**Directions**
1) Copy the passage on areas of plane figures, starting at "We may recall" and ending at "by the figure.".
2) According to the passage on areas of plane figures, what is the magnitude or measure of a planar region called?
3) Continue the passage on areas of plane figures from the point where it stops.

**Source passage**
** START **

Table of symbols used in this chapter.
| Symbol | Known As | Used for | Description |
|---|---|---|---|
| ar(A) | Ar(A) | Area of figure A | Ar stands for area and value in parenthesis tells us about the figure. |
| ≅ | Approximately equal to | Congruent to | A tilda sign over a = sign. |
| ∥ | Parallel to | Parallel to | 2 vertical bars. |
| ∠ | Angle | Angle | A horizontal line and a tilted line meeting on the left. |
9.1 Introduction
NCERT Class 9 Mathematics Textbook made Screen Readable for Blind Students by Professor T K Bansal.
In Chapter 5, we learnt that the study of Geometry originated with the measurement of earth (lands) in the process of recasting boundaries of the fields and dividing them into appropriate parts. For example, an old farm lady had a triangular field and she wanted to divide it equally among her two daughters and one son. Without actually calculating the area of the field, she just divided one side of the triangular field into three equal parts and joined the two points of division to the opposite vertex. In this way, the field was divided into three parts, and she gave one part to each of her children. Do you think that all the three parts so obtained by her were equal in area? To get answers to this type of questions and other related problems, there is a need to have a relook at areas of plane figures, which we have already studied in our earlier classes.
We may recall that the part of the plane enclosed by a simple closed figure is called a planar region corresponding to that figure. The magnitude or measure of this planar region is called its area. This magnitude or measure is always expressed with the help of a number (in some unit) such as 5 square centimeter, 8 square meter,\) 3 hectares etc. So, we can say that area of a figure is a number (in some unit) associated with the part of the plane enclosed by the figure.

** END **

**Data supplied**

** START **

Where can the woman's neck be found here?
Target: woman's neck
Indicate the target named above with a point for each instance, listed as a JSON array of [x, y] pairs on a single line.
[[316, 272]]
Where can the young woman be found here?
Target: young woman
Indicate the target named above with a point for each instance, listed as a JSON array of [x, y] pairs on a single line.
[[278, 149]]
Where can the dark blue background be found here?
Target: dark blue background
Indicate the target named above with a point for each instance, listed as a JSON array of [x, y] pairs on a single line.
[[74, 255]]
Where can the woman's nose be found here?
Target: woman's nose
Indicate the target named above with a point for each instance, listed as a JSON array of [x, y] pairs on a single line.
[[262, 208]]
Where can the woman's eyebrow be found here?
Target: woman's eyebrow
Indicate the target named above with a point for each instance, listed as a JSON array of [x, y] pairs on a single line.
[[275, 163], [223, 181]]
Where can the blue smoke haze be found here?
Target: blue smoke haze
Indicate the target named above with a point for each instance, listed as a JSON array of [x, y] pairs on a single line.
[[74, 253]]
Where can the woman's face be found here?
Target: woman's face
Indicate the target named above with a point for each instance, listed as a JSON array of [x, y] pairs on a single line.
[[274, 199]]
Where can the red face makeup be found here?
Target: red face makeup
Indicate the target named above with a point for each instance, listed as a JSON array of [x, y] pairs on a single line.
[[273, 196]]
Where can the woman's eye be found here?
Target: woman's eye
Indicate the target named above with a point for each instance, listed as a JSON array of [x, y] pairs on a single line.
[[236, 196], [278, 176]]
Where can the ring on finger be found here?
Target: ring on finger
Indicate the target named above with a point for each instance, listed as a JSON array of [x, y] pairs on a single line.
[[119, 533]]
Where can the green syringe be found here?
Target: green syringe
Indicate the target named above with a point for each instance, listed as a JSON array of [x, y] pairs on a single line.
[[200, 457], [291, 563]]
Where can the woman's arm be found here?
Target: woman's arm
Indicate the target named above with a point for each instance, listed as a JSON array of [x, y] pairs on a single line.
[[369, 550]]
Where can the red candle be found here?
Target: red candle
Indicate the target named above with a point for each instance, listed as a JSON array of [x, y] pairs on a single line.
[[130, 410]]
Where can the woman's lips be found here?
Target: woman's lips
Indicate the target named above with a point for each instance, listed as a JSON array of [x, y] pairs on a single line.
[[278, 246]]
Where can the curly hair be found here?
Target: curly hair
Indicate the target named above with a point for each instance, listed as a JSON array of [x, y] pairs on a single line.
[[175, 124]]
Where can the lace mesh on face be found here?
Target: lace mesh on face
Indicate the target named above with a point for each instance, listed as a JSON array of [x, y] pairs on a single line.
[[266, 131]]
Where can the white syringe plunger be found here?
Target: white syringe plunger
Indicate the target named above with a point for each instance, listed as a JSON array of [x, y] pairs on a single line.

** END **

**Outputs**
1)
We may recall that the part of the plane enclosed by a simple closed figure is called a planar region corresponding to that figure. The magnitude or measure of this planar region is called its area. This magnitude or measure is always expressed with the help of a number (in some unit) such as 5 square centimeter, 8 square meter,\) 3 hectares etc. So, we can say that area of a figure is a number (in some unit) associated with the part of the plane enclosed by the figure.

2) Its area.

3)
From our earlier classes and from Chapter 7, we are familiar with the concept of congruent figures. Two figures are called congruent if they have the same shape and the same size. In other words, if two figures A and B are congruent (see Figure 9.1) , then using a tracing paper, we can superpose one figure over the other such that it will cover the other completely.
Figure 9.1 Congruent Figures.
So, if two figures A and B are congruent, they must have equal areas. However, the converse of this statement is not true. In other words, two figures having equal areas need not be congruent. For example, in Figure Figure 9.2, rectangles ABCD and EFGH have equal areas (9 × 4 cm^2 and 6 × 6 square cm) but clearly, they are not congruent. (Why?)
Figure 9.2 Non-Congruent Figures with same Area.
Now, let us look at Figure 9.3 given below:
Figure 9.3. A figure joined by 2 figures.
We observe that planar region formed by figure T is made up of two planar regions formed by figures P and Q. We can easily see that
Area of figure T = Area of figure P + Area of figure Q.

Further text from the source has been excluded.